§ **Problems to work on**
1) In the seminar programme on musical change below, why does performing ṭhumrī threaten the reputation of women singers, according to the first abstract? Answer in one to three sentences.
2) Translate into French this sentence from the seminar programme on musical change below: "A cloud of suspicion surrounds the North Indian semi-classical genre ṭhumrī."
3) Write what follows the final sentence of the seminar programme on musical change below.

§ **Text passage**
§ §
Thursday 13 January 2011
Chancellor's Hall, Senate House
MUSICAL CHANGE
1.30 pm Registration
2.00 pm Introduction
2.05 pm
Chloe Zadeh (SOAS)
Cultivating a respectable femininity: gender and Girija Devi’s ṭhumrī style
2.35 pm
Nandini Muthuswamy (SOAS)
Music, Change and Meaning in the Performance of the Tēvāram in the Śaivaite temples of Tamil Nadu.
3.05 pm Break
3.20 pm
Menaka PP Bora (University of Oxford)
Musical change and continuity in Sattriya performance tradition of Assam, India (including film: Sattriya Music & Dance)
4.00 pm
Anna Stirr (University of Oxford)
Tending the Flower Garden: Forming Nepali National Unity and Diversity Through Music
4.30 pm Discussion followed by Tea
All are welcome. Advance registration advised. Waged £5 contribution to costs, on door. Concessions free of charge. Email music@sas.ac.uk to register.
Abstracts
Cultivating a respectable femininity: gender and Girija Devi’s ṭhumrī style
A cloud of suspicion surrounds the North Indian semi-classical genre ṭhumrī. In the nineteenth century, ṭhumrī was courtesans’ music: they sang it for elite gentlemen, often as a prelude to sexual relations. Nowadays, classical musicians of both sexes perform the genre in the concert hall; however, despite its new, respectable performance context, the genre has retained its association with courtesans and continues to exude an aura of disrepute. This threatens to damage the reputation of the women who sing it. Unlike their male counterparts (who may sing ṭhumrī with impunity), women ṭhumrī-singers are frequently suspected of hailing from a courtesan background; this can have detrimental effects on their status amongst classical musicians and often also on their careers. This paper will examine the musical style of Girija Devi, one of the foremost ṭhumrī-singers of the twentieth century. It will highlight some of Devi’s stylistic innovations, reading them as part of an attempt to raise the prestige of ṭhumrī and to assert her status as a reputable classical musician.
§ §
§ **Extracted material**

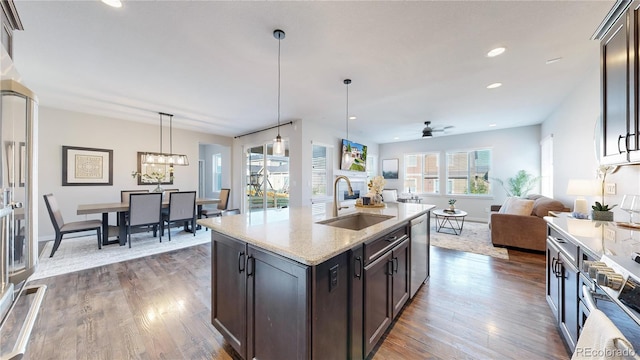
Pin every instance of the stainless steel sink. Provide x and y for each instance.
(357, 221)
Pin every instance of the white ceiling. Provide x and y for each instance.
(214, 64)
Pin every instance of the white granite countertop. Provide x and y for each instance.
(293, 232)
(602, 239)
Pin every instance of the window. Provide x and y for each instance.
(321, 173)
(216, 161)
(422, 173)
(468, 172)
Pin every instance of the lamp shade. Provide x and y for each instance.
(581, 188)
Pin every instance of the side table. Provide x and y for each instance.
(444, 218)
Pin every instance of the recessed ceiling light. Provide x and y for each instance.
(113, 3)
(551, 61)
(495, 52)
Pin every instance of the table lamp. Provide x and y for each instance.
(581, 188)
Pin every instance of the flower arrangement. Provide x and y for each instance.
(602, 172)
(376, 184)
(154, 176)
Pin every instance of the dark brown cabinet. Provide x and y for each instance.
(259, 301)
(386, 290)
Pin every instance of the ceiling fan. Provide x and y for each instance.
(428, 130)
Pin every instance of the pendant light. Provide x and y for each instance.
(347, 154)
(160, 158)
(278, 145)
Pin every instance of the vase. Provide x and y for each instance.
(602, 215)
(158, 189)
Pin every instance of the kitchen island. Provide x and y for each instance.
(286, 286)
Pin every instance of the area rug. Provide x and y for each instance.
(474, 238)
(82, 253)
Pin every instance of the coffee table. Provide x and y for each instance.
(445, 217)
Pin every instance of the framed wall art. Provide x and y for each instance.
(390, 168)
(152, 173)
(86, 166)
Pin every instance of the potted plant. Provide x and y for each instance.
(601, 211)
(519, 185)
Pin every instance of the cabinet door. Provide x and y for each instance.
(356, 305)
(615, 93)
(228, 290)
(553, 281)
(278, 307)
(377, 300)
(634, 95)
(401, 276)
(568, 315)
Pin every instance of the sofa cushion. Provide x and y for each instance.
(518, 206)
(543, 205)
§ §
§ **Expected outputs**
1) The genre has kept its association with the courtesans who sang it for elite gentlemen in the nineteenth century, so it still carries an aura of disrepute. Women ṭhumrī-singers, unlike men, are often suspected of coming from a courtesan background. This can harm their status among classical musicians and often their careers.

2) Un nuage de soupçon entoure le genre semi-classique nord-indien ṭhumrī.

3)
Nandini Muthuswamy (SOAS)
Music, Change and Meaning in the Performance of the Tēvāram in the Śaivaite temples of Tamil Nadu.
Singing of sacred hymns during rituals is widely found in the cultures of South Asia. This practice has existed in the ritualistic practices of the Śaivaite temples of Tamil Nadu, where sacred hymns known as the Tēvāram-s are sung by specialist temple singers known as Ōduvār-s. This tradition of singing the Tēvāram hymn-s was established in the 11th century A.D. and is still practiced in many temples of Tamil Nadu since it is believed that the temple rituals are incomplete without the performance of the Tēvāram-s. But this has not been a continuous tradition and with the passage of time this tradition has undergone several changes. Drawing upon my own fieldwork, this paper will examine the function of the Tēvāram performance in temple rituals. It will examine the musical characteristics of the hymns besides the various meanings of the Tēvāram performance. It will also deal with the changes in the music, context and performance of the hymns and the reasons for the changes that have occurred in this hymnal tradition.
Menaka PP Bora (University of Oxford)
Musical change and continuity in Sattriya performance tradition of Assam, India
This paper is an interdisciplinary study of ‘musical change’ of Sattriya performance culture of India. Sattriya culture is introduced as a rare 15th century old Vaishnavite music and dance tradition of male monks living in the Hindu monasteries of Assam in north-east India. Originally performed, preserved and practised as a sacred performance art exclusively by male monks, this culture is now developed into an inclusive contemporary classical performance through an ongoing period of professionalization and institutionalization in India. It has embraced three layers of transition: From a ritualistic art form to that of a concert art form, from a male oriented performance form to that of a female oriented performance form and from an oral tradition based musical tradition to that of an institutionalized musical tradition.
This paper will explore the relationship between musical continuity and change of Sattriya performance tradition within and outside the monasteries using audio-visual materials. How does the process of change take place? What is the role of the ‘guru’ in making changes to a tradition? Whose voice is included and whose voice is excluded in this process? What kinds of musical changes are taking place and for whom?
As a case study, I will be discussing my own short ethnographic film entitled, Sattriya Music & Dance.
Anna Stirr (University of Oxford)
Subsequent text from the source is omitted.